▶ _Set exercise_
Copy verbatim the part of the rows that opens at the start of the rows and closes with the line containing "column 101, row 221", including both ends, and leave the pictures out of your answer.

+ + + + +

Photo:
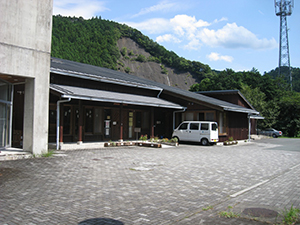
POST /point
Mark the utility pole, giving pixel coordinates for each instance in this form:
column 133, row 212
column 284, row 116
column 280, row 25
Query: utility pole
column 283, row 8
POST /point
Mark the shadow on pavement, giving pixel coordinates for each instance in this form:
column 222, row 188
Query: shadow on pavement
column 101, row 221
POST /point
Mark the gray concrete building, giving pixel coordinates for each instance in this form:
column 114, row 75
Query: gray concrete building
column 25, row 46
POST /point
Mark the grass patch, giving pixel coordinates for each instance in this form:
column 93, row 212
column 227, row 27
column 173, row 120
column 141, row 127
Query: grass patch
column 229, row 214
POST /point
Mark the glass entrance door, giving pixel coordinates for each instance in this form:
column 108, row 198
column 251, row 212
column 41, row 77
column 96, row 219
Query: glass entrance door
column 3, row 125
column 5, row 115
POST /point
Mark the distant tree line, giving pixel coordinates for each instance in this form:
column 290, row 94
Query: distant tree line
column 94, row 41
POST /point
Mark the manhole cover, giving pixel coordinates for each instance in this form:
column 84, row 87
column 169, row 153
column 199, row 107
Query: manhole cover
column 260, row 212
column 108, row 157
column 96, row 159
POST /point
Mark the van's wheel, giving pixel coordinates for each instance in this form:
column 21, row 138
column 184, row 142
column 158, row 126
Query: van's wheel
column 204, row 141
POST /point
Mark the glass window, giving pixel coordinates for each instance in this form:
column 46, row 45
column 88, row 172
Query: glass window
column 89, row 120
column 210, row 116
column 214, row 126
column 189, row 116
column 183, row 126
column 201, row 117
column 67, row 120
column 52, row 120
column 204, row 126
column 138, row 119
column 194, row 126
column 146, row 119
column 98, row 120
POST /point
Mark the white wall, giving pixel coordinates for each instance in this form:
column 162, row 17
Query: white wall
column 25, row 45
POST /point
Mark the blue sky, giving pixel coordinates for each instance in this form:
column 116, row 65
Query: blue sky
column 236, row 34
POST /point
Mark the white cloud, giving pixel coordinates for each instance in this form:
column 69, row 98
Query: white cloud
column 195, row 33
column 184, row 24
column 214, row 56
column 86, row 9
column 194, row 44
column 233, row 36
column 167, row 38
column 162, row 6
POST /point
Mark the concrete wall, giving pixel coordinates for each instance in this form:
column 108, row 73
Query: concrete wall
column 25, row 45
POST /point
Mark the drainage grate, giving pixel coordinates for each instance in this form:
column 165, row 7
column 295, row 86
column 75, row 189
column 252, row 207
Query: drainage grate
column 260, row 212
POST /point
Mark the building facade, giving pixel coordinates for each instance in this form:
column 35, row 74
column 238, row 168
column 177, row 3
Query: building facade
column 25, row 44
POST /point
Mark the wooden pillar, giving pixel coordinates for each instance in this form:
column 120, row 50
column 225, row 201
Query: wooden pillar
column 152, row 122
column 80, row 123
column 121, row 122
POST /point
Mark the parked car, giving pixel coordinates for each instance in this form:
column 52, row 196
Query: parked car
column 197, row 131
column 270, row 132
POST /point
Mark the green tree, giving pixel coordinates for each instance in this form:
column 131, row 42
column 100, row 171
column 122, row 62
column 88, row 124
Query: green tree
column 289, row 117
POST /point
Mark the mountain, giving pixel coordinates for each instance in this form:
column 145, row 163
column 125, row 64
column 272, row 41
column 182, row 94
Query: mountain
column 112, row 45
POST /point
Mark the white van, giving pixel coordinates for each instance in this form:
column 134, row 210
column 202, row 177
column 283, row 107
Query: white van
column 197, row 131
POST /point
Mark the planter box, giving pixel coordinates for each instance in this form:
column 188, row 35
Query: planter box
column 116, row 144
column 148, row 144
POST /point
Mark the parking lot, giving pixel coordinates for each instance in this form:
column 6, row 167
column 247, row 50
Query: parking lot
column 188, row 184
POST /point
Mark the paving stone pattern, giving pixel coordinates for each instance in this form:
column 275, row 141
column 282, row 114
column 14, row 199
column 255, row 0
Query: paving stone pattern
column 133, row 185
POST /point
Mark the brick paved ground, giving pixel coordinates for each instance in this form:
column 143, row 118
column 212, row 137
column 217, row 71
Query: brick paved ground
column 138, row 185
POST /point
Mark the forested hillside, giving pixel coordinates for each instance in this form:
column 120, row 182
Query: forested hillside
column 98, row 42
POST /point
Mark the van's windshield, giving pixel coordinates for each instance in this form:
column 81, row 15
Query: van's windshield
column 214, row 126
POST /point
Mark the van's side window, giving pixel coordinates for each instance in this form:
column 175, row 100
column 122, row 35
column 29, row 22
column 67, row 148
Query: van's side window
column 204, row 126
column 214, row 126
column 194, row 126
column 183, row 126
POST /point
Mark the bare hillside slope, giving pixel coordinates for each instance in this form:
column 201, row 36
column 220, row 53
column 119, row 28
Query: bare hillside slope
column 149, row 69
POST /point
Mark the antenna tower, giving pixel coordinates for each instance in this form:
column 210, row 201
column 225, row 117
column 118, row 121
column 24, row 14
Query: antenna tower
column 283, row 8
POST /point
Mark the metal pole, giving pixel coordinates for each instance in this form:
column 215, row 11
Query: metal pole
column 10, row 116
column 58, row 119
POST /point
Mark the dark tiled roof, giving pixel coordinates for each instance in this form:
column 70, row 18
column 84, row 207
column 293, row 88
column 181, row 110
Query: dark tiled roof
column 70, row 68
column 109, row 96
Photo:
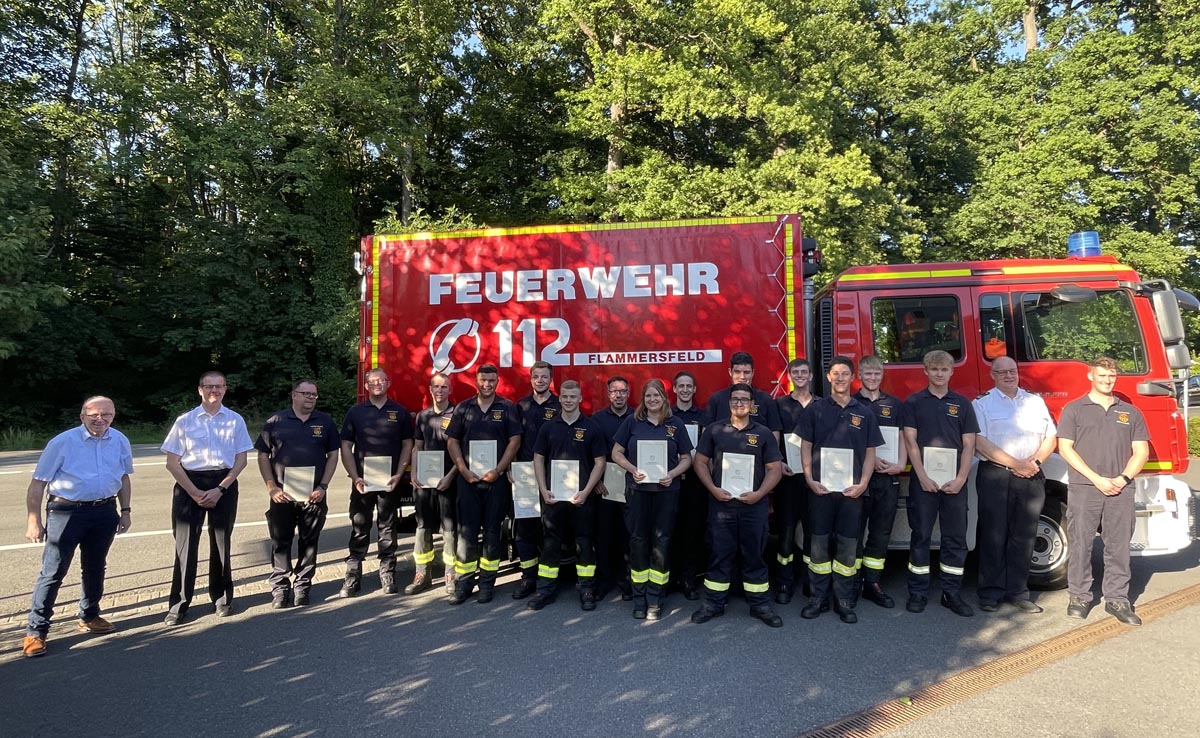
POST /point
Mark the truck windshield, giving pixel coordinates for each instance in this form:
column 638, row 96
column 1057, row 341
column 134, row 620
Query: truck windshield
column 1080, row 331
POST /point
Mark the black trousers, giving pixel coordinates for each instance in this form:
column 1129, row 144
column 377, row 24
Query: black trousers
column 1009, row 507
column 187, row 522
column 879, row 517
column 365, row 508
column 285, row 521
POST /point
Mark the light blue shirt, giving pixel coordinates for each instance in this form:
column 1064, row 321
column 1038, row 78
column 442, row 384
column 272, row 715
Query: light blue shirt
column 208, row 442
column 82, row 468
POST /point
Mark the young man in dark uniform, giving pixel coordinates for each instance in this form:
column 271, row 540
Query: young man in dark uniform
column 298, row 438
column 376, row 427
column 939, row 418
column 537, row 408
column 738, row 525
column 839, row 424
column 570, row 437
column 492, row 423
column 883, row 493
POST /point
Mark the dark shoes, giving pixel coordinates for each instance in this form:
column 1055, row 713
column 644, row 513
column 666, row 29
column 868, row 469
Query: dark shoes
column 1123, row 612
column 954, row 604
column 767, row 616
column 874, row 592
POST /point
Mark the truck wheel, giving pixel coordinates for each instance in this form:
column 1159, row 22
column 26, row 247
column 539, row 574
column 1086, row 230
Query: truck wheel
column 1049, row 567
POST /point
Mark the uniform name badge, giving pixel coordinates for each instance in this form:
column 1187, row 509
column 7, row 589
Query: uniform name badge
column 615, row 481
column 837, row 468
column 430, row 468
column 941, row 465
column 652, row 460
column 737, row 474
column 376, row 473
column 564, row 479
column 526, row 501
column 891, row 449
column 483, row 456
column 299, row 483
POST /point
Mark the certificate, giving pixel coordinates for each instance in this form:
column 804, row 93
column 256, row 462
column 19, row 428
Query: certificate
column 483, row 456
column 564, row 479
column 376, row 473
column 941, row 465
column 526, row 499
column 652, row 460
column 299, row 483
column 837, row 468
column 615, row 481
column 737, row 473
column 891, row 449
column 792, row 445
column 431, row 467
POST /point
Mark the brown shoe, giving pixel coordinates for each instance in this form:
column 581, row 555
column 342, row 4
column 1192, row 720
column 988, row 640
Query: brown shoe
column 96, row 624
column 34, row 646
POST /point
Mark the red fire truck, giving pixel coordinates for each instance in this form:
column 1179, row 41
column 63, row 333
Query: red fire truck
column 643, row 300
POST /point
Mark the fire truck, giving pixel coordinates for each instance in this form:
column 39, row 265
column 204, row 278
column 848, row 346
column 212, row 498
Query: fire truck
column 651, row 299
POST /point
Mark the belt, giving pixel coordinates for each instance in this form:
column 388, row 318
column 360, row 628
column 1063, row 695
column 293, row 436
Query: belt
column 87, row 503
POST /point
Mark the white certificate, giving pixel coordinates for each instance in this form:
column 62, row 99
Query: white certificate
column 564, row 479
column 652, row 460
column 431, row 467
column 941, row 465
column 737, row 473
column 376, row 472
column 837, row 468
column 615, row 481
column 891, row 449
column 792, row 445
column 526, row 499
column 483, row 456
column 299, row 481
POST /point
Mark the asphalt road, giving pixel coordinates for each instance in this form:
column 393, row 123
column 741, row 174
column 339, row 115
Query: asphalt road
column 391, row 665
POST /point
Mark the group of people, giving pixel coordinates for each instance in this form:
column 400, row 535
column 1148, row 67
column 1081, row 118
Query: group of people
column 642, row 498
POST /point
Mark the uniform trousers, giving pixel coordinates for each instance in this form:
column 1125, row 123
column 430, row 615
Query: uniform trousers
column 570, row 525
column 69, row 527
column 481, row 509
column 283, row 522
column 187, row 521
column 835, row 521
column 927, row 509
column 1089, row 509
column 879, row 516
column 651, row 519
column 738, row 532
column 1009, row 507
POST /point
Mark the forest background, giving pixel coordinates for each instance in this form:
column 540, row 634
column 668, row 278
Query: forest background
column 183, row 183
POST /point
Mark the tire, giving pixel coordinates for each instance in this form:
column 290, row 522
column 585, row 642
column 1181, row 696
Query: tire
column 1050, row 551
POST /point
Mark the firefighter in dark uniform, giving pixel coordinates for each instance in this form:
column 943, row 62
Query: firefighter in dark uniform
column 738, row 525
column 535, row 409
column 651, row 504
column 437, row 505
column 838, row 423
column 612, row 537
column 297, row 438
column 485, row 419
column 569, row 436
column 791, row 495
column 377, row 426
column 939, row 418
column 883, row 493
column 689, row 552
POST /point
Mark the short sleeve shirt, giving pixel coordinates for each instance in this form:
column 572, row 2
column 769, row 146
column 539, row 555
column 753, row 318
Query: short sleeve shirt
column 1103, row 437
column 672, row 431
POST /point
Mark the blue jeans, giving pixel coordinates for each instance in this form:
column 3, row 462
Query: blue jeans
column 89, row 528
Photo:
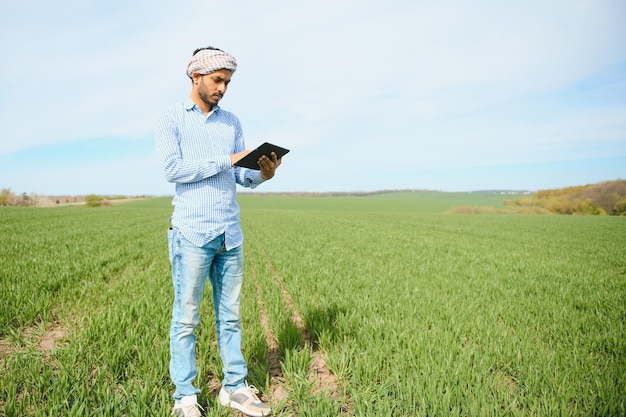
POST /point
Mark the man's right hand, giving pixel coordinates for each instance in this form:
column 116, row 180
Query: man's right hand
column 237, row 156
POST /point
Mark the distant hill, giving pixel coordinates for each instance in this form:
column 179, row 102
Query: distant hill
column 604, row 198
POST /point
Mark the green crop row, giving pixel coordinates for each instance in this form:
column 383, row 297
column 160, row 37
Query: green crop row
column 416, row 312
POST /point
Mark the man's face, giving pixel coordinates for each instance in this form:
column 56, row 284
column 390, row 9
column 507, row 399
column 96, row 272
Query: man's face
column 212, row 87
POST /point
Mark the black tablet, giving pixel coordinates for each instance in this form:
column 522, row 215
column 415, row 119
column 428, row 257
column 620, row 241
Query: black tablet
column 250, row 160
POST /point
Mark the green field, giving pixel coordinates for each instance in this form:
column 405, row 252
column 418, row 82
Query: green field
column 415, row 311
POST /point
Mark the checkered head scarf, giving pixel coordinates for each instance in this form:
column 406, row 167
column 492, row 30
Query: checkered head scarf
column 207, row 60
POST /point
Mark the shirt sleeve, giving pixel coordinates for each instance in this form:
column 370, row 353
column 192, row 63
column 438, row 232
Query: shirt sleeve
column 177, row 169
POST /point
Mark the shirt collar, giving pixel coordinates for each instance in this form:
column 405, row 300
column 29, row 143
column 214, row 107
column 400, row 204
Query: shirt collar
column 189, row 105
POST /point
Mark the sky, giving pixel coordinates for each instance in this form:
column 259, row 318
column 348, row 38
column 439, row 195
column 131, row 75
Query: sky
column 367, row 95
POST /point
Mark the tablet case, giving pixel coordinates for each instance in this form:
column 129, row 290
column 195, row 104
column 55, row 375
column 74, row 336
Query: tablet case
column 250, row 160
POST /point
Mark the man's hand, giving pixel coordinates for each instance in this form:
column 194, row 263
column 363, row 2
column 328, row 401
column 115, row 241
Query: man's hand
column 268, row 165
column 237, row 156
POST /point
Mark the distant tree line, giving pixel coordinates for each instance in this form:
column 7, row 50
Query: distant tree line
column 9, row 198
column 605, row 198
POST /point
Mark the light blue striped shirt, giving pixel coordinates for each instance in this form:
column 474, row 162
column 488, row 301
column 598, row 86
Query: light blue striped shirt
column 195, row 150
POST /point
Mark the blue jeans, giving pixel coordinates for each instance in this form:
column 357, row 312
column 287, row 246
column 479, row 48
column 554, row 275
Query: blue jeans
column 191, row 265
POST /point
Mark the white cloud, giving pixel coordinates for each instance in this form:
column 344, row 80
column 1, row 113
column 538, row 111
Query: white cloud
column 439, row 84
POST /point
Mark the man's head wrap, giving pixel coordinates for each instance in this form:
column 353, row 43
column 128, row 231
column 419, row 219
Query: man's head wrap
column 207, row 60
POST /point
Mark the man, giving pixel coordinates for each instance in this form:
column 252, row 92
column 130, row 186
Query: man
column 198, row 144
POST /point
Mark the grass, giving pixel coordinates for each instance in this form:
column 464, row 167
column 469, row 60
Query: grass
column 417, row 312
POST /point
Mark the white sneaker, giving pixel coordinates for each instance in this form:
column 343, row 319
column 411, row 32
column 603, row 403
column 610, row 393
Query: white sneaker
column 245, row 400
column 187, row 407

+ + + + +

▶ _Task response_
Photo:
POST /point
Mark the utility pole, giving pixel coordinates for each instance in this form:
column 133, row 212
column 284, row 116
column 280, row 25
Query: utility pole
column 283, row 8
POST /point
Mark the shadow on pavement, giving pixel coordinates for each instance in this form:
column 222, row 188
Query: shadow on pavement
column 101, row 221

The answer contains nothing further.